#### Available records
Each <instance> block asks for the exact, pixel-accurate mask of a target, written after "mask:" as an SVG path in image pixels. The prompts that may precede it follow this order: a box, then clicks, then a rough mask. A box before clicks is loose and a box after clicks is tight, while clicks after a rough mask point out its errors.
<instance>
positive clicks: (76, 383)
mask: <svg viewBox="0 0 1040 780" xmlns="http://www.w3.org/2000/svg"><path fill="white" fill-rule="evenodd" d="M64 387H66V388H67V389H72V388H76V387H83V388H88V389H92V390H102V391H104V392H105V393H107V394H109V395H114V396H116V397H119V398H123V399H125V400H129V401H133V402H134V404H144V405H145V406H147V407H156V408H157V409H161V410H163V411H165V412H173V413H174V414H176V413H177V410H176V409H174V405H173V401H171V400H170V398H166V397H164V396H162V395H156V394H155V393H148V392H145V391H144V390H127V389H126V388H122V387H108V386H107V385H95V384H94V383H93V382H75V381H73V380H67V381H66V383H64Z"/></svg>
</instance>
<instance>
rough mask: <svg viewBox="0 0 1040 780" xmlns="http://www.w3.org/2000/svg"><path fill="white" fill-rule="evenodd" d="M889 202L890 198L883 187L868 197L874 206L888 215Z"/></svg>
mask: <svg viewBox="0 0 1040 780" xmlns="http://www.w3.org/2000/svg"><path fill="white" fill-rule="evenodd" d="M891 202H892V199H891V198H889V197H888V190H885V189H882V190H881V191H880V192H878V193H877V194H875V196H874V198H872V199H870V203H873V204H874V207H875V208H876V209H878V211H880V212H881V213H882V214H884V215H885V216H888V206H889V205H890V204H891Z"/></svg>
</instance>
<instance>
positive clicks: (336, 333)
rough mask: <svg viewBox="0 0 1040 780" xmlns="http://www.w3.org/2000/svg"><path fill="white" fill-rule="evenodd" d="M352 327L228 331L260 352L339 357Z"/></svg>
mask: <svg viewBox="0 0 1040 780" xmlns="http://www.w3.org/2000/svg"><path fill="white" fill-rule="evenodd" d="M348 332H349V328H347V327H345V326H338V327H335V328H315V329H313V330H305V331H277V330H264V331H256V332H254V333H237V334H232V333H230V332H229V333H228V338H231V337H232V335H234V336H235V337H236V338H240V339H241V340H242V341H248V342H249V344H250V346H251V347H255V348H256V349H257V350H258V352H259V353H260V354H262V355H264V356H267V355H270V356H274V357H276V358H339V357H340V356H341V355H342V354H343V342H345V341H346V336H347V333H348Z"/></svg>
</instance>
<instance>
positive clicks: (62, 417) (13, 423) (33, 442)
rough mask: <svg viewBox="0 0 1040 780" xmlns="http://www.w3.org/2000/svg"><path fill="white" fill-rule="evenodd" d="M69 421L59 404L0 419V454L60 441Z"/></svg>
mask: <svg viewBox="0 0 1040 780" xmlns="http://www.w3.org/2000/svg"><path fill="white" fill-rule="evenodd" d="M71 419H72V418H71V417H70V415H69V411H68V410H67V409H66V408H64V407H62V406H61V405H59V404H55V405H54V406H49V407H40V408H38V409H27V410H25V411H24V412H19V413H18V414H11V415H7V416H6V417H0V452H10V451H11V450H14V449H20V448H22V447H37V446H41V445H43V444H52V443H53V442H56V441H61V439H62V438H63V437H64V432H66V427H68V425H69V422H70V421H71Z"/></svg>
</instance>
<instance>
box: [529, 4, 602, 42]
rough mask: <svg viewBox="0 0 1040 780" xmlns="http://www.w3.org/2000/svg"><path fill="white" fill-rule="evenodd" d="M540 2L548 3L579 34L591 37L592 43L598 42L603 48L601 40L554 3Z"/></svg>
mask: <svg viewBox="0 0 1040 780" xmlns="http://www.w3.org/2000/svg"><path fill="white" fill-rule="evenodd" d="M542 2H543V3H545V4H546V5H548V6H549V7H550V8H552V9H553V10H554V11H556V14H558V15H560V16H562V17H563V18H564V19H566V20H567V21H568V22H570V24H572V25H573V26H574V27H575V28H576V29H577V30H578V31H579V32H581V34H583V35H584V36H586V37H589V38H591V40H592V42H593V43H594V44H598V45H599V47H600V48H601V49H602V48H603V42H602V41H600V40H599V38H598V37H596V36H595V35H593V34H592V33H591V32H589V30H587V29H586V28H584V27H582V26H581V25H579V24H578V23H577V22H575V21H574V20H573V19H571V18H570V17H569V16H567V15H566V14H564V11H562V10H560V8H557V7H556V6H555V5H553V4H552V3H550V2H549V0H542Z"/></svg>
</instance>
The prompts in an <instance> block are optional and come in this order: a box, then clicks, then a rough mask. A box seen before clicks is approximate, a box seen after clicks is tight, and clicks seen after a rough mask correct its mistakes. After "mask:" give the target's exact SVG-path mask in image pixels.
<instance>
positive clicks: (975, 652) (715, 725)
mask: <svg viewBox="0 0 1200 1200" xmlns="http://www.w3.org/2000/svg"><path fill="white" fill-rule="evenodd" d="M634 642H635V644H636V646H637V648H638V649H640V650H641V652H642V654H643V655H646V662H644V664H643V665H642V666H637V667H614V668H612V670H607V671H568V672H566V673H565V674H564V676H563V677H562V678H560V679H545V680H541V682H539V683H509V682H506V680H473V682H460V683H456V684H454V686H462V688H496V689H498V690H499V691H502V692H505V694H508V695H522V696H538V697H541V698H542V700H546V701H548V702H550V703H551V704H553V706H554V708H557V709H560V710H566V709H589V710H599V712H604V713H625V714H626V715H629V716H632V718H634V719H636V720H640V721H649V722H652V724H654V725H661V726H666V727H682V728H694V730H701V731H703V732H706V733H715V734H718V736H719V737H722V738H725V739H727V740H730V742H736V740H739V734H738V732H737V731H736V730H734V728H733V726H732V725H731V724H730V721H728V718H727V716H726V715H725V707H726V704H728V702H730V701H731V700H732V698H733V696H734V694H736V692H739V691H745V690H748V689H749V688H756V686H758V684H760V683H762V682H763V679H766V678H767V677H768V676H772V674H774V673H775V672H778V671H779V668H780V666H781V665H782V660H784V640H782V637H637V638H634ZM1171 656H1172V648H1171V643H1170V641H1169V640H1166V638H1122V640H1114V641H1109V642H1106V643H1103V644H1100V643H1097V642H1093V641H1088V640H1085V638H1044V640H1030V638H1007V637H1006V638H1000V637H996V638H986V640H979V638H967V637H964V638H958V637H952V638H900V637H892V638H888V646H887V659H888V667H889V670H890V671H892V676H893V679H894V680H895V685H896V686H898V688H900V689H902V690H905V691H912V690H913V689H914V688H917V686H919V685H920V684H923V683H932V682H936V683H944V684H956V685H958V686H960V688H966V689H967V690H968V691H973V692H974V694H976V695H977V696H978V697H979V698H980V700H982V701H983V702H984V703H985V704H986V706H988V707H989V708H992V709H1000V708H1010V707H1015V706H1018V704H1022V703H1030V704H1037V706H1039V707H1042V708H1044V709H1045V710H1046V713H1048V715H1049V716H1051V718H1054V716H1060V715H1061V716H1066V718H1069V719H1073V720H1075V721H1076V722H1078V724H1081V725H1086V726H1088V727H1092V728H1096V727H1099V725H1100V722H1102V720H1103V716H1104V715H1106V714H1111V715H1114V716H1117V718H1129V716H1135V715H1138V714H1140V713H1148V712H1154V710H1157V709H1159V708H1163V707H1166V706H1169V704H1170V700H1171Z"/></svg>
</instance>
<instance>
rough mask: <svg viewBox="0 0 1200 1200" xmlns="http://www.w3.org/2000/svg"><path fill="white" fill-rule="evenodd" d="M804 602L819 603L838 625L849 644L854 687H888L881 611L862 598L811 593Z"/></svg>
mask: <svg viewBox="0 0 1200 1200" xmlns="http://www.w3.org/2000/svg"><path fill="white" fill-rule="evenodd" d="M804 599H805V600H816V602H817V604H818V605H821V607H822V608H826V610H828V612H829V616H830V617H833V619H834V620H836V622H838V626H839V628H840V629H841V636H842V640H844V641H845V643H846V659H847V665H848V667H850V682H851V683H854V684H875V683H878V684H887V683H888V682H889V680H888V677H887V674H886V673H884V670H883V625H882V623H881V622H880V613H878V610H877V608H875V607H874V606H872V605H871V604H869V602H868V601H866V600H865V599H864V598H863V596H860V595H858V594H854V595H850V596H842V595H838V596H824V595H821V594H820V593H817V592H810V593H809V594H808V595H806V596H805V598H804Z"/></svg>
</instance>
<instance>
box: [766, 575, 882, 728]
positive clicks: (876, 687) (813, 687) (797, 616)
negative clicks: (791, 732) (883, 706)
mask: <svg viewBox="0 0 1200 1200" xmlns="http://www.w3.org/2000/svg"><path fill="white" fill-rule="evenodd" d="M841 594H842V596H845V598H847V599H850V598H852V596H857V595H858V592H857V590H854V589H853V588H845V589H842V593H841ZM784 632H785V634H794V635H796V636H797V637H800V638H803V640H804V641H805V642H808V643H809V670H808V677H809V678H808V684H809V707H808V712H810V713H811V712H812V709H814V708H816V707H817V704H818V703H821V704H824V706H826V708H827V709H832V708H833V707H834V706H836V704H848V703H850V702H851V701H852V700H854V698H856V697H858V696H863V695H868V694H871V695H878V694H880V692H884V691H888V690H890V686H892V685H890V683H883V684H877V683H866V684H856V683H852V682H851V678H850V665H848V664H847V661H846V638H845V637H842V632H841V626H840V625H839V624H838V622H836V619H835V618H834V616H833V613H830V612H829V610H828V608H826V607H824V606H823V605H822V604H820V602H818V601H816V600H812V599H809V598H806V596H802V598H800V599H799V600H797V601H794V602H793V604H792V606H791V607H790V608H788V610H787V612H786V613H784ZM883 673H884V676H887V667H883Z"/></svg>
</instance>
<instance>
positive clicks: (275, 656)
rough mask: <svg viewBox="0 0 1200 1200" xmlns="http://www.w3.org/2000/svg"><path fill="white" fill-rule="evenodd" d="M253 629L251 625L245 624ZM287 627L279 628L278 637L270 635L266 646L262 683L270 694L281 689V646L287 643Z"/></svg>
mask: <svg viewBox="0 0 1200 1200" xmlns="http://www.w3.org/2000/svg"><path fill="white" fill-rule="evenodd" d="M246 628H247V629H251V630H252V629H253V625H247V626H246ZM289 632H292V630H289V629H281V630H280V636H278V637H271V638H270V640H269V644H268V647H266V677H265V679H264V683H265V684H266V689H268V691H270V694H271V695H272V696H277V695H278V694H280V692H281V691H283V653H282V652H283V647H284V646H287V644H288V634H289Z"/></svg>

#### Task details
Will you return exactly the lines above from the one with "602L819 603L838 625L849" down to the one with "positive clicks: (876, 687)", counting both as part of the range?

#### Result for this exercise
rough mask: <svg viewBox="0 0 1200 1200" xmlns="http://www.w3.org/2000/svg"><path fill="white" fill-rule="evenodd" d="M804 602L819 603L838 625L849 644L854 687H888L881 611L862 598L811 593Z"/></svg>
mask: <svg viewBox="0 0 1200 1200" xmlns="http://www.w3.org/2000/svg"><path fill="white" fill-rule="evenodd" d="M804 599H805V600H816V602H817V604H818V605H821V607H822V608H826V610H828V612H829V616H830V617H833V619H834V620H836V622H838V626H839V628H840V629H841V636H842V640H844V641H845V643H846V659H847V665H848V667H850V682H851V683H854V684H875V683H878V684H887V683H888V682H889V680H888V677H887V674H886V673H884V670H883V625H882V623H881V622H880V613H878V610H877V608H875V607H874V606H872V605H871V604H869V602H868V601H866V600H865V599H864V598H863V596H860V595H858V594H854V595H850V596H842V595H838V596H824V595H821V594H820V593H817V592H810V593H809V594H808V595H806V596H805V598H804Z"/></svg>
</instance>
<instance>
box: [766, 575, 882, 728]
positive clicks: (876, 687) (813, 687) (797, 616)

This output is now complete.